------ Given information
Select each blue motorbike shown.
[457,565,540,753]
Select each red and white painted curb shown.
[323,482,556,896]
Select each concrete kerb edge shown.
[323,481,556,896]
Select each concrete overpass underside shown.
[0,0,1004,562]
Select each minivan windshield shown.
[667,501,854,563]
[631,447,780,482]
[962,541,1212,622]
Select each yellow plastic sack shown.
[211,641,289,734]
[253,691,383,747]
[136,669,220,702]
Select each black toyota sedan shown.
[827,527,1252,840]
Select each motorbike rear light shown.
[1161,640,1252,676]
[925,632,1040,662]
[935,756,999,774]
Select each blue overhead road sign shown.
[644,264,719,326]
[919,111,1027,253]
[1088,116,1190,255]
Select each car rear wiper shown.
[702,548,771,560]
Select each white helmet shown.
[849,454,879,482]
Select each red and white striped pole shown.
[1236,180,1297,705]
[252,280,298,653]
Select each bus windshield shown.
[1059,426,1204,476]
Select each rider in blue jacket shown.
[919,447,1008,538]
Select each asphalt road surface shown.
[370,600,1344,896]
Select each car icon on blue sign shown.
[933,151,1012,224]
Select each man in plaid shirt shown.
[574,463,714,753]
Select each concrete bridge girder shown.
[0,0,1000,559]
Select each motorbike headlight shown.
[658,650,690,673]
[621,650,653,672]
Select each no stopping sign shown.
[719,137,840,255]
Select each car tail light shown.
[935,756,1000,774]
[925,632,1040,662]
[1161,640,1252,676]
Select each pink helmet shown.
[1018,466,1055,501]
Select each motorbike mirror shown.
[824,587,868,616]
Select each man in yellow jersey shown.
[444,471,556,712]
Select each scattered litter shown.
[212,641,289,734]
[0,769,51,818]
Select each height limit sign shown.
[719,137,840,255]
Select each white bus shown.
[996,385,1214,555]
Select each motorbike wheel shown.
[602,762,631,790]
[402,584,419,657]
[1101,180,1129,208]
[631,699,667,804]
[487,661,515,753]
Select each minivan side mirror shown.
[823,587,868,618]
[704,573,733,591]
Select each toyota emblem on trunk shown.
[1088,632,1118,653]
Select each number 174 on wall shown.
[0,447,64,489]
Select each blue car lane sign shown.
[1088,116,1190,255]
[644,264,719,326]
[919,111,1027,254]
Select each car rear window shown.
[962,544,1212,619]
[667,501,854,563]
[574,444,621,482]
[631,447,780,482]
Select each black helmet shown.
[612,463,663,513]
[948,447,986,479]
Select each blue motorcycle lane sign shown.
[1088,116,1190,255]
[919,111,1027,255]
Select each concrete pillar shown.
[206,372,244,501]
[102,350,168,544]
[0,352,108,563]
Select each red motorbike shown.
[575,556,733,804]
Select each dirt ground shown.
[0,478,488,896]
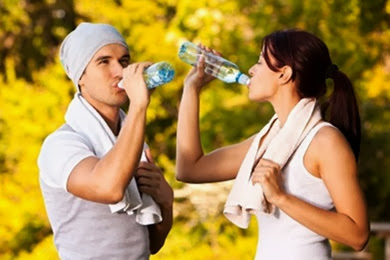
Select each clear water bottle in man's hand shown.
[118,61,175,89]
[179,42,249,85]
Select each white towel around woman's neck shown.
[223,98,321,228]
[65,93,162,225]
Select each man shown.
[38,23,173,259]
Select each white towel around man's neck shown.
[223,98,321,228]
[65,93,162,225]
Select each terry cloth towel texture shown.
[223,98,321,228]
[65,93,162,225]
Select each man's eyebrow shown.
[121,54,130,59]
[95,55,111,62]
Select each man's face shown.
[79,44,130,111]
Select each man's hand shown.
[135,149,173,208]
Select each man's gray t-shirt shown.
[38,124,150,260]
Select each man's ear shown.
[279,66,292,85]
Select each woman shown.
[177,30,369,260]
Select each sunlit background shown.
[0,0,390,260]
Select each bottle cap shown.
[237,74,250,85]
[118,79,123,88]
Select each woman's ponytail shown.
[321,67,361,161]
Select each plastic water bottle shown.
[179,42,249,85]
[118,61,175,89]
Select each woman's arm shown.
[176,53,253,183]
[254,127,369,250]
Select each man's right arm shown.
[67,103,146,204]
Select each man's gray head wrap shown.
[60,23,128,91]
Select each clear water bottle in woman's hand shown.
[179,42,249,85]
[118,61,175,89]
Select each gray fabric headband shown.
[60,23,128,91]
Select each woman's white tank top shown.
[255,122,334,260]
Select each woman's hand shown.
[252,159,285,206]
[184,44,221,90]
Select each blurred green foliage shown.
[0,0,390,259]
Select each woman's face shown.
[248,50,280,102]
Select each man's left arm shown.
[135,149,173,254]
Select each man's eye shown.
[119,59,130,67]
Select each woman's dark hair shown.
[262,29,361,160]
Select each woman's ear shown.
[279,66,292,85]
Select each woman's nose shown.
[248,66,255,77]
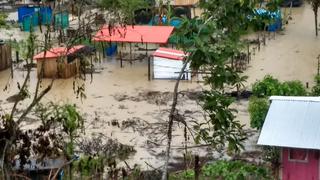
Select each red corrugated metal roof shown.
[153,48,187,60]
[33,45,84,60]
[93,25,174,44]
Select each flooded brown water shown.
[0,5,320,168]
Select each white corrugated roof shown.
[258,96,320,149]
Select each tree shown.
[98,0,149,25]
[0,13,8,28]
[0,1,100,180]
[162,0,255,180]
[307,0,320,36]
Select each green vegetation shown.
[248,75,308,129]
[0,12,8,28]
[248,97,269,129]
[170,160,271,180]
[98,0,149,25]
[252,75,307,97]
[307,0,320,36]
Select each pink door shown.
[282,148,319,180]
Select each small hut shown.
[33,45,86,78]
[0,42,12,71]
[153,48,191,80]
[13,158,67,180]
[258,96,320,180]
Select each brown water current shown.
[0,5,320,168]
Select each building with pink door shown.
[258,96,320,180]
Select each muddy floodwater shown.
[0,5,320,168]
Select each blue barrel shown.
[40,7,52,25]
[22,15,33,32]
[105,43,118,56]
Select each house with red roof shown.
[153,47,191,80]
[33,45,86,78]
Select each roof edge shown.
[269,96,320,102]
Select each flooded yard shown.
[0,5,320,171]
------------
Return all of the data above line for line, unchanged, with the pictures left out.

Answer to this exercise
Select each blue motorbike shown.
[457,565,540,753]
Select each red and white painted curb shown.
[323,482,556,896]
Select each concrete kerb edge shown.
[323,481,556,896]
Select each concrete overpass underside shown.
[0,0,1004,562]
Select each minivan windshield shown.
[667,501,854,563]
[631,447,780,482]
[962,541,1212,622]
Select each yellow plastic sack shown.
[211,641,289,734]
[253,691,383,747]
[136,669,220,702]
Select each black toyota sedan shown.
[827,527,1252,840]
Select each motorbike rear light shown.
[1161,640,1252,676]
[925,632,1040,662]
[935,756,999,774]
Select each blue overhead road sign shown.
[644,264,719,326]
[919,111,1027,253]
[1088,116,1190,255]
Select each car rear wiper shown.
[702,548,771,560]
Select each white helmet shown.
[849,454,879,482]
Select each red and white striped pole shown.
[1236,180,1297,705]
[252,280,298,653]
Select each bus windshield shown.
[1059,426,1204,476]
Select each rider in blue jacket shown.
[919,447,1008,538]
Select each asphalt road surface shown.
[370,600,1344,896]
Select each car icon on blue sign shown.
[933,151,1012,224]
Select each man in plaid shirt shown.
[574,463,714,753]
Select each concrete bridge girder shown.
[0,0,1000,559]
Select each motorbike headlight shown.
[658,650,690,673]
[621,650,653,672]
Select each no stopping sign shown.
[719,137,840,255]
Select each car tail light shown.
[935,756,1000,774]
[925,632,1040,662]
[1161,640,1252,676]
Select each pink helmet shown.
[1018,466,1055,501]
Select each motorbike mirror shown.
[824,587,868,616]
Select each man in yellow jersey shown.
[444,471,556,712]
Select each scattered litter shown.
[212,641,289,734]
[0,769,51,818]
Select each height limit sign shown.
[719,137,840,255]
Select each white bus shown.
[996,385,1214,555]
Select each motorbike wheel shown.
[602,762,631,790]
[402,584,419,657]
[1101,180,1129,208]
[631,699,667,804]
[487,661,515,753]
Select each minivan side mirror shown.
[823,587,868,618]
[704,573,733,591]
Select each toyota emblem on trunk shown.
[1088,632,1118,653]
Select each number 174 on wall shown.
[0,447,64,489]
Select each blue car lane sign shown.
[1088,116,1190,255]
[644,264,719,326]
[919,111,1027,254]
Select each car rear window shown.
[962,544,1212,619]
[667,501,854,563]
[574,444,621,482]
[631,447,780,482]
Select each black helmet shown.
[612,463,663,513]
[948,447,986,479]
Select each blue motorcycle lane sign shown.
[1088,116,1190,255]
[919,111,1027,255]
Select each concrete pillar shown.
[206,372,244,501]
[102,350,168,544]
[0,352,108,563]
Select each red motorbike shown.
[575,556,733,804]
Select each dirt ground shown.
[0,478,488,896]
Select each clear water bottle in man's hand shown.
[118,61,175,89]
[179,42,249,85]
Select each white towel around woman's neck shown.
[223,98,321,228]
[65,93,162,225]
Select each man shown.
[38,23,173,259]
Select each white towel around man's neck shown.
[223,98,321,228]
[65,93,162,225]
Select each terry cloth towel texture shown.
[223,98,321,228]
[65,93,162,225]
Select each man's eyebrow shown.
[121,54,130,59]
[95,55,111,62]
Select each man's face shown.
[79,44,130,111]
Select each man's hand shown.
[135,149,173,208]
Select each man's gray t-shirt shown.
[38,124,150,260]
Select each man's ear shown.
[279,66,292,85]
Select each woman shown.
[177,30,369,260]
Select each sunlit background shown.
[0,0,390,260]
Select each bottle cap shown.
[237,74,250,85]
[118,79,123,88]
Select each woman's ponytail shown.
[321,67,361,161]
Select each plastic water bottle shown.
[179,42,249,85]
[118,61,175,89]
Select each woman's arm shown.
[176,53,253,183]
[254,127,369,250]
Select each man's right arm shown.
[67,103,146,204]
Select each man's gray head wrap shown.
[60,23,128,91]
Select each clear water bottle in woman's hand shown.
[179,42,249,85]
[118,61,175,89]
Select each gray fabric headband shown.
[60,23,128,91]
Select each woman's white tank top shown.
[255,122,334,260]
Select each woman's hand shown.
[252,159,285,206]
[184,44,221,90]
Select each blurred green foliage shown.
[0,0,390,259]
Select each woman's face shown.
[248,50,280,102]
Select each man's left arm shown.
[135,149,173,254]
Select each man's eye shown.
[119,59,130,67]
Select each woman's dark hair shown.
[262,29,361,160]
Select each woman's ear shown.
[279,66,292,85]
Select each woman's nose shown.
[248,66,255,77]
Select each red corrugated metal roof shown.
[153,48,187,60]
[33,45,84,60]
[93,25,174,44]
Select each flooded brown water shown.
[0,5,320,168]
Select each white corrugated roof shown.
[258,96,320,149]
Select each tree shown.
[98,0,149,25]
[0,13,8,28]
[0,1,100,180]
[162,0,255,180]
[307,0,320,36]
Select each green vegetation shown.
[248,75,308,129]
[0,12,8,28]
[248,97,269,129]
[170,160,271,180]
[98,0,149,25]
[252,75,307,97]
[307,0,320,36]
Select each pink door shown.
[282,148,319,180]
Select each small hut shown.
[33,45,86,78]
[0,42,12,71]
[153,48,191,80]
[13,158,67,180]
[258,96,320,180]
Select each brown water current shown.
[0,5,320,168]
Select each building with pink door shown.
[258,96,320,180]
Select each muddy floodwater shown.
[0,5,320,168]
Select each blue barrel shown.
[40,7,52,25]
[22,15,33,32]
[105,43,118,56]
Select each house with red roof shown.
[153,47,191,80]
[33,45,86,78]
Select each roof edge shown.
[269,96,320,102]
Select each flooded yard shown.
[0,5,320,171]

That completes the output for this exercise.